[Records from a data collection]
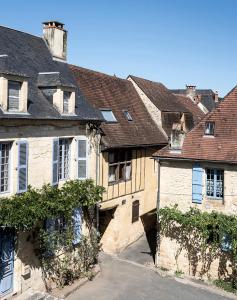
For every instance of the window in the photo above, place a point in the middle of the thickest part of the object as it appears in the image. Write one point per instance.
(66, 99)
(82, 158)
(215, 183)
(4, 172)
(209, 128)
(108, 115)
(14, 88)
(120, 165)
(135, 211)
(63, 166)
(127, 115)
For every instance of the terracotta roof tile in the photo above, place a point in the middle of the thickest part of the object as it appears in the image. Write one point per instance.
(220, 147)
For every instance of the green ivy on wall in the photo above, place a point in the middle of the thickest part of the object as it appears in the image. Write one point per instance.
(205, 237)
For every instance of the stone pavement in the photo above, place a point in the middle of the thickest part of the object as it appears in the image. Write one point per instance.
(127, 277)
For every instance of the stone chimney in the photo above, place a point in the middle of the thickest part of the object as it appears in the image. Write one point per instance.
(56, 38)
(191, 91)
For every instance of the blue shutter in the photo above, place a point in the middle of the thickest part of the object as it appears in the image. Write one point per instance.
(55, 161)
(77, 224)
(82, 158)
(197, 183)
(22, 166)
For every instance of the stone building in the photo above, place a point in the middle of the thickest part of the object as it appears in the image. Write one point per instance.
(202, 173)
(167, 110)
(45, 135)
(205, 99)
(135, 128)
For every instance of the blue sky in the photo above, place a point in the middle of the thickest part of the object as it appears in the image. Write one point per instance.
(176, 42)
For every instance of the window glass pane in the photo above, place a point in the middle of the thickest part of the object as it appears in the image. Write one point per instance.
(63, 168)
(66, 98)
(5, 151)
(108, 115)
(112, 173)
(13, 95)
(128, 171)
(127, 115)
(82, 168)
(209, 128)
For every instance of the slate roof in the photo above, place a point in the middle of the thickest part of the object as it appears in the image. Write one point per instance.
(27, 55)
(220, 148)
(110, 92)
(207, 97)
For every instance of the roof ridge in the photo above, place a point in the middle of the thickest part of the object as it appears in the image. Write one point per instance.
(97, 72)
(132, 76)
(23, 32)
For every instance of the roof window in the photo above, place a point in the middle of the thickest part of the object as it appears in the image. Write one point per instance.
(209, 128)
(108, 115)
(127, 115)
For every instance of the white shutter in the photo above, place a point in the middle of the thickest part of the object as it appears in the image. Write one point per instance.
(22, 166)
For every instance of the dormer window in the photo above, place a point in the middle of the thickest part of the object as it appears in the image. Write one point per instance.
(66, 99)
(127, 115)
(108, 115)
(14, 88)
(13, 93)
(210, 128)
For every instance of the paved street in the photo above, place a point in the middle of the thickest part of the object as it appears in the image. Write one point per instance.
(123, 279)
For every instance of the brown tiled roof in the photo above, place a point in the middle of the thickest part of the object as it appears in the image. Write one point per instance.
(160, 96)
(223, 146)
(105, 91)
(197, 113)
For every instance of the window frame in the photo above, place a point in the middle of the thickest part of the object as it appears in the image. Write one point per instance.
(120, 165)
(135, 211)
(215, 197)
(8, 167)
(69, 94)
(19, 95)
(61, 161)
(112, 114)
(210, 123)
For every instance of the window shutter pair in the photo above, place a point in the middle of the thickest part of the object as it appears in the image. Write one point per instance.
(22, 166)
(82, 161)
(82, 164)
(197, 183)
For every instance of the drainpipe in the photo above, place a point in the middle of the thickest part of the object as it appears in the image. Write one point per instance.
(157, 213)
(97, 179)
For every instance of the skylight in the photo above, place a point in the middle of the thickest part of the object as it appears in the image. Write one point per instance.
(127, 115)
(108, 115)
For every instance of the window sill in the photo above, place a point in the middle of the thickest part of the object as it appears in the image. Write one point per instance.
(118, 181)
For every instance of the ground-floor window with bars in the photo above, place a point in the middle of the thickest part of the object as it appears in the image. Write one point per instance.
(63, 166)
(120, 165)
(4, 173)
(215, 183)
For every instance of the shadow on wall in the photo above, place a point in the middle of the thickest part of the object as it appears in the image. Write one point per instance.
(149, 222)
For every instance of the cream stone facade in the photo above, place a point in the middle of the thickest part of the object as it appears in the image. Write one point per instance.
(176, 188)
(39, 136)
(121, 231)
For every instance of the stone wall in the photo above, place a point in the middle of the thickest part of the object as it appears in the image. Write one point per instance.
(176, 188)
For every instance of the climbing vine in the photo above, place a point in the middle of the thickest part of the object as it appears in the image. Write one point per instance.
(62, 260)
(205, 237)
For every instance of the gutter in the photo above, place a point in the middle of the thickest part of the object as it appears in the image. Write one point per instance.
(158, 214)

▸ EXERCISE
Lay out every line of the listing above as a Markdown table with the columns "No." and "Line", numbering the rows and skipping blank lines. Omit the pictures from your answer.

▸ FULL SOLUTION
| No. | Line |
|---|---|
| 1 | For every instance of the window in the photo above, place a point in the middle of the thickest part of the object as it appears in the image. Write one point per instance. |
| 2 | (66, 99) |
| 3 | (82, 158) |
| 4 | (215, 183) |
| 5 | (4, 172) |
| 6 | (209, 128) |
| 7 | (108, 115) |
| 8 | (14, 88) |
| 9 | (120, 165) |
| 10 | (135, 211) |
| 11 | (63, 166) |
| 12 | (127, 115) |
| 13 | For every instance of the terracotta roof tile in the photo above, place a point in the middle of the thickest part of the object as it appears in the image. Write one point per instance. |
| 14 | (220, 147) |
| 15 | For every instance of the green ivy on wall in the photo above, place a point in the middle of the thickest part of the object as it appears in the image. Write one point per instance. |
| 16 | (205, 237) |
| 17 | For every instance of the stone pavement in the photo above, place a point in the middle of the thickest part of the object as it appears in the image. Write one point per instance. |
| 18 | (127, 277) |
| 19 | For every instance of the stone chimney in the photo above, place a point in the middle of the thickest part of the object as it appears in the image. Write one point per instance. |
| 20 | (56, 38) |
| 21 | (191, 91) |
| 22 | For every instance of the blue shutter in the photo above, place a point in the middle of the thickest part of the object as it appears in the image. Write one point per instance. |
| 23 | (55, 161) |
| 24 | (77, 224) |
| 25 | (82, 158) |
| 26 | (197, 183) |
| 27 | (22, 166) |
| 28 | For every instance of the stone building in the photo above, place a point in the middle of the thickest part of the object as it appears in the image. Write one point per instance. |
| 29 | (202, 173) |
| 30 | (167, 110) |
| 31 | (45, 135) |
| 32 | (205, 99) |
| 33 | (135, 128) |
| 34 | For every instance of the blue sky in the photo above, place a point in the middle of the thickest part of the object as it appears in the image. Write one point per instance. |
| 35 | (176, 42) |
| 36 | For every instance of the window glass pane in the photo above, place a point in the middle of the thickest part of the object as it appears in the image. Write one point per instance. |
| 37 | (63, 168) |
| 38 | (66, 98) |
| 39 | (5, 151) |
| 40 | (108, 115) |
| 41 | (112, 173) |
| 42 | (13, 95) |
| 43 | (128, 171) |
| 44 | (127, 115) |
| 45 | (82, 168) |
| 46 | (209, 128) |
| 47 | For every instance of the slate roof in the photo above, place a point in the middle of the thickest part of the object as it appears in the image. Write one point per instance. |
| 48 | (27, 55) |
| 49 | (220, 148) |
| 50 | (110, 92) |
| 51 | (207, 97) |
| 52 | For every instance of the roof ridge in the photo above, place a point in the middle of the thickest part of the object as it appears in the image. Write one point per instance. |
| 53 | (97, 72) |
| 54 | (132, 76) |
| 55 | (23, 32) |
| 56 | For every instance of the roof window in the photo above, place a point in the middle of the thickest part of the object as it appears in the image. Write one point per instance. |
| 57 | (209, 128) |
| 58 | (108, 115) |
| 59 | (127, 115) |
| 60 | For every instance of the white shutter in the photo above, place a point in the middle of the thickest part of the object as it appears in the image. Write one point per instance. |
| 61 | (22, 166) |
| 62 | For every instance of the dormer window in the photo above, place a point in the middle of the thickest part of the object as it appears in the image. Write one point per instance. |
| 63 | (66, 99) |
| 64 | (127, 115) |
| 65 | (108, 115) |
| 66 | (14, 88) |
| 67 | (13, 93) |
| 68 | (210, 128) |
| 69 | For every instance of the paved street in the photo above, place a point in the middle of the thickest part of the object as it appears in the image. Write one point per instance. |
| 70 | (123, 279) |
| 71 | For every instance of the brown tiled roof in the photo above, place a point in the middle of the thickest part of the object as it appears in the image. Write one point per instance. |
| 72 | (160, 96) |
| 73 | (223, 146) |
| 74 | (105, 91) |
| 75 | (197, 113) |
| 76 | For every instance of the window frame in the photo above, place a point in the middle of the thickest part of the object as it appears in the image. Write one point per instance. |
| 77 | (120, 165) |
| 78 | (135, 211) |
| 79 | (215, 197) |
| 80 | (8, 167) |
| 81 | (69, 94) |
| 82 | (19, 95) |
| 83 | (61, 161) |
| 84 | (112, 114) |
| 85 | (210, 123) |
| 86 | For every instance of the window shutter pair in the photo above, place a point in the middle of the thickest part of the object as it appears in the image. Write one point per instance. |
| 87 | (22, 166) |
| 88 | (82, 161) |
| 89 | (82, 164) |
| 90 | (197, 183) |
| 91 | For every instance of the drainpipe in the photo above, place a point in the middle of the thickest part of the object as it appears in the image. Write one point per instance. |
| 92 | (157, 213) |
| 93 | (97, 179) |
| 94 | For every instance of the skylight in the photo above, place a point in the middle of the thickest part of the object as it appears in the image. Write one point per instance. |
| 95 | (127, 115) |
| 96 | (108, 115) |
| 97 | For every instance of the window sill in the photo above, place a point in the middle of the thickest part of the object as it appears in the image. Write one point per instance. |
| 98 | (118, 181) |
| 99 | For every instance of the ground-floor window with bars in the photo above, place a point in the middle of the thickest part of the object as it appears in the image. Write one point per instance. |
| 100 | (63, 166) |
| 101 | (120, 165) |
| 102 | (4, 173) |
| 103 | (215, 183) |
| 104 | For every instance of the shadow on wall in the photo above, place a point in the middle of the thickest part of the object as it appears in the image. Write one point per instance. |
| 105 | (149, 222) |
| 106 | For every instance of the cream stone facade in the photo above, place a point in the middle of the thickest part of the object as it appears in the image. Write one point per instance. |
| 107 | (176, 188) |
| 108 | (39, 136) |
| 109 | (121, 231) |
| 110 | For every instance of the stone wall in the photo above, place a point in the middle of the thickest part of the object as it appears in the image. Write one point per instance. |
| 111 | (176, 188) |
| 112 | For every instance of the climbing vine in the photo above, place a point in the middle of the thickest part of the object as it appears in the image. Write one point per instance. |
| 113 | (62, 260) |
| 114 | (205, 237) |
| 115 | For every instance of the gutter in the photo above, place a point in the middle of the thickest part of the object as it appears in the image. Write one point per instance. |
| 116 | (158, 214) |